**Problems to work on**
**1.** From the article on the film Punk's Dead, extract everything from "Punk's Dead (also" down to "in the afterlife." without any alteration.
**2.** Continue the article on the film Punk's Dead, beginning immediately after its final sentence.

**Selected text**
"""

- Poster
- Directed by: James Merendino
- Written by: James Merendino
- Produced by: Andrea Kreuzhage
- Starring: Ben Schnetzer; Hannah Marks; Colson Baker; Sarah Clarke; Devon Sawa; Michael A. Goorjian; Adam Pascal; James Duval;
- Cinematography: Thomas L. Callaway
- Edited by: James Merendino
- Production company: Liberty Spikes Productions
- Distributed by: Cinedigm
- Release date: February 11, 2016;
- Running time: 75 minutes
- Country: United States
- Language: English

= Punk's Dead =

2016 American Drama/Comedy film directed by James Merendino

Punk's Dead (also known as Punk's Dead: SLC Punk 2) is a 2016 American comedy-drama film written and directed by James Merendino. It is a sequel to the 1998 film SLC Punk! and was released on February 11, 2016.

Set 19 years after the events of the first film, the plot deals with unresolved conflict and family strain, and also has elements of a coming-of-age story. Michael Goorjian reprises his role of Heroin Bob, acting as a narrator for the film, both in voice-over as well as sporadically intercut scenes of him in the afterlife.

==Plot==
Ross is the child of Trish and Heroin Bob, having been conceived shortly before Bob's drug overdose. He has been raised alone by Trish, above her steam punk curio and clothing boutique. As a result of his mother's adoration of the macabre, as well as his immersion in the concept of death from a young age (his father's), he develops into a Victorian Goth. Despite his obvious affiliation, Ross insists that he is part of no social cliques, which is stressed even further when he states that despite a lifelong abstinence from drugs, alcohol, and sex he is not straight edge either.

Upon having his heart broken by his first girlfriend, Ross attempts to drown his sorrows, as well as his lifelong espousal that romantic love is trivial, with the aid of beer and liquor. In an attempt to further help him take his mind off of things, he also begrudgingly goes on a road trip to a punk rock concert with his only friend, Crash, as well as Crash's friend Penny. Ross has a low opinion of punks, despite his association with them, as Crash and Penny are punk rockers like his father.

"""

**Supplied records**

"""

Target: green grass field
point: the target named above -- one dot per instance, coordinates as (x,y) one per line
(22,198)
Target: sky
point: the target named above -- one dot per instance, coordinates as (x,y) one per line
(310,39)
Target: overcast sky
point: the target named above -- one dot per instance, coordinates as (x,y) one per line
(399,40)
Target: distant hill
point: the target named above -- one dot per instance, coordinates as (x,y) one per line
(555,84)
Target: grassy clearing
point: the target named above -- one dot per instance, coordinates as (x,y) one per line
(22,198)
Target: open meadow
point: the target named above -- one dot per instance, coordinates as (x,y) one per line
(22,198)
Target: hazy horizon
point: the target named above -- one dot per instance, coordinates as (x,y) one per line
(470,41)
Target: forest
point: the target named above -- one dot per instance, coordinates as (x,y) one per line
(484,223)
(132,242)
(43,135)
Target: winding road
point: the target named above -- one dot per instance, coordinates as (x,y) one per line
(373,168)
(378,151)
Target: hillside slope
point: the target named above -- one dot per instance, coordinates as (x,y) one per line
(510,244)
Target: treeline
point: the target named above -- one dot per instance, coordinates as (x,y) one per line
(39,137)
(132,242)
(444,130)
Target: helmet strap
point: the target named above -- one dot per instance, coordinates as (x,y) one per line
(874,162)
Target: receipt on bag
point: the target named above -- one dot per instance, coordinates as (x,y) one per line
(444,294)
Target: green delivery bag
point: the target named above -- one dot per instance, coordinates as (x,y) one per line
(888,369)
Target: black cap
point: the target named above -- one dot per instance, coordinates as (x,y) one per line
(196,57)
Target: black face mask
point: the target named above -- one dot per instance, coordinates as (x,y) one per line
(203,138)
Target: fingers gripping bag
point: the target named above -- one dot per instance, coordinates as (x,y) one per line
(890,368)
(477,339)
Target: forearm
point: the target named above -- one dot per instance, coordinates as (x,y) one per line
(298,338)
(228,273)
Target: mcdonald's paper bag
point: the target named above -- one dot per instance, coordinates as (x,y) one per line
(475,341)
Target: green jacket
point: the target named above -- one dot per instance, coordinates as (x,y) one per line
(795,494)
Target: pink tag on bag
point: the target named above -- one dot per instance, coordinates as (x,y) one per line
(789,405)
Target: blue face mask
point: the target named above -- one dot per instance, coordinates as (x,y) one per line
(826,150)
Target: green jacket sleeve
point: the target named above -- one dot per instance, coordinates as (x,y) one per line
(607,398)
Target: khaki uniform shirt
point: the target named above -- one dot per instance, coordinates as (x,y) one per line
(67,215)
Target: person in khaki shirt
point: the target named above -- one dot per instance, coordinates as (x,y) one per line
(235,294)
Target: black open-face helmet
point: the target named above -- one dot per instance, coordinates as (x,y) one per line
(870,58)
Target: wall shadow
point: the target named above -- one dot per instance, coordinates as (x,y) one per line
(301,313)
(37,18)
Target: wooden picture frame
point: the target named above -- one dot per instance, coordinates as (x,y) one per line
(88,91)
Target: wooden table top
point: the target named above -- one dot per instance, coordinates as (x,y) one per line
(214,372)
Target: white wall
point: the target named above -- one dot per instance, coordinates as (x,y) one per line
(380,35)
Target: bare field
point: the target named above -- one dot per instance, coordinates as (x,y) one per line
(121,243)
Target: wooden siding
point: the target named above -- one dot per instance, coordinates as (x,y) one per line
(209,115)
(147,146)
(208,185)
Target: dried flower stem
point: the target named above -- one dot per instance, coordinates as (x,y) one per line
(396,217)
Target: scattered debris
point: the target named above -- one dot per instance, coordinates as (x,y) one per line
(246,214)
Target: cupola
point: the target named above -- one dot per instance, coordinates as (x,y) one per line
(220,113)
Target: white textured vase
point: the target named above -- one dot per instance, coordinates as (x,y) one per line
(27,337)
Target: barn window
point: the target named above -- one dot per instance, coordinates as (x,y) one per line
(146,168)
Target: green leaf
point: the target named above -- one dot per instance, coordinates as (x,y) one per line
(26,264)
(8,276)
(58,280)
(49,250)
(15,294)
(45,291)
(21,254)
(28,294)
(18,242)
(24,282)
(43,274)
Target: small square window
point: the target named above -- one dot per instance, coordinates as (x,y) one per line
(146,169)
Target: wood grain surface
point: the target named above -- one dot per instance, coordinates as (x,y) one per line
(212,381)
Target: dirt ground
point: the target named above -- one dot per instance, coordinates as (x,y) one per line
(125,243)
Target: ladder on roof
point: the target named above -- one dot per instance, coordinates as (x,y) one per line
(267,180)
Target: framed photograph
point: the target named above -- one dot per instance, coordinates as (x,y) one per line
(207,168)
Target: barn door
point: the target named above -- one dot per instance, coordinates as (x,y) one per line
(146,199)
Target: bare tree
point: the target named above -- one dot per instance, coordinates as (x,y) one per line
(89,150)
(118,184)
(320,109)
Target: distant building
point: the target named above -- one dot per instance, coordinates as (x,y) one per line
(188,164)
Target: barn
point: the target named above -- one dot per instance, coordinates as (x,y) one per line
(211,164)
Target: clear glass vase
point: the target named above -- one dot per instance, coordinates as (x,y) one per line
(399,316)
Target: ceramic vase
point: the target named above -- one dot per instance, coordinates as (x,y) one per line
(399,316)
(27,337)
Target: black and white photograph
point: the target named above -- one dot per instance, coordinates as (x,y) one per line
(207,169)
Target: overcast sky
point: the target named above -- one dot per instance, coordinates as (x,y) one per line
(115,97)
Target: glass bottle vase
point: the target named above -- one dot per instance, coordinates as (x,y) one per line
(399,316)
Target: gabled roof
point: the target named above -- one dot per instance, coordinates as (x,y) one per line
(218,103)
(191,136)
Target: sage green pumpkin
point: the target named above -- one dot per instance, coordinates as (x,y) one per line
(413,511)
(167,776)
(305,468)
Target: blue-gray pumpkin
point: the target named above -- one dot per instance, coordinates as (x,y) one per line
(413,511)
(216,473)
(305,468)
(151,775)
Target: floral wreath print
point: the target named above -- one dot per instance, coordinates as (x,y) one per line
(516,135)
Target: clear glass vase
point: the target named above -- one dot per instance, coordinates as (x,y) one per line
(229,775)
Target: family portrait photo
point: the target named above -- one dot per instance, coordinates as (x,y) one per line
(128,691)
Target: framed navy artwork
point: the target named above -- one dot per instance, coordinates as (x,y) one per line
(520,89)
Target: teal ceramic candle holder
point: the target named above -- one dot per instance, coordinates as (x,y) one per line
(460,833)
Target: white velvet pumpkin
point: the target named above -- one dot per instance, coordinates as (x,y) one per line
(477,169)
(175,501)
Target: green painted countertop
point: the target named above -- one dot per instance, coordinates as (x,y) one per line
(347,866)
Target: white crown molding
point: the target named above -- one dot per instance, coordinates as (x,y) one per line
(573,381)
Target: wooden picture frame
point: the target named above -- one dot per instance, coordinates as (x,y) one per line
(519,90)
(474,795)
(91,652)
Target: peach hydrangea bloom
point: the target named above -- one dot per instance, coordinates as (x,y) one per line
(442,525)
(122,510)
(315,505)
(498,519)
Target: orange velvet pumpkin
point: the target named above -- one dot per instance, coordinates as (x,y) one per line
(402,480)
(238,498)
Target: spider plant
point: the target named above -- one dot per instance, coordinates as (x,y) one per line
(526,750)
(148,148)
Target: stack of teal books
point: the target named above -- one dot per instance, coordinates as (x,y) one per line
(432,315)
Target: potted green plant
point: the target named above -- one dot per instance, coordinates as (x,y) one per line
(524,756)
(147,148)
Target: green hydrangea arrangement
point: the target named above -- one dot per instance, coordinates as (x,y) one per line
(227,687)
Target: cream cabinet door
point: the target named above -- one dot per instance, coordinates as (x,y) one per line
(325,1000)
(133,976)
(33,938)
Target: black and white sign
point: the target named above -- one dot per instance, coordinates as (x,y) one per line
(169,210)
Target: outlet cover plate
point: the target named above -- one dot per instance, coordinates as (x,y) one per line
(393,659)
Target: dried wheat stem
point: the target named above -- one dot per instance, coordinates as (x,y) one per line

"""

**Responses to the exercise**
**1.**
Punk's Dead (also known as Punk's Dead: SLC Punk 2) is a 2016 American comedy-drama film written and directed by James Merendino. It is a sequel to the 1998 film SLC Punk! and was released on February 11, 2016.

Set 19 years after the events of the first film, the plot deals with unresolved conflict and family strain, and also has elements of a coming-of-age story. Michael Goorjian reprises his role of Heroin Bob, acting as a narrator for the film, both in voice-over as well as sporadically intercut scenes of him in the afterlife.

**2.**
As Ross is on the road with Crash and Penny, the situation is made known to Trish by Crash's mother. After being told that her only son was being extremely emotional and went to get drunk with Crash and go to a punk show, Trish becomes consumed with genuine concern for her son. She also has overwhelming anxiety, being that the last time she saw Bob alive, he was crying and drunk. Bob also notes distress from the afterlife by pointing out that alcoholism runs in the men in his family, and it's never turned out well for any of them.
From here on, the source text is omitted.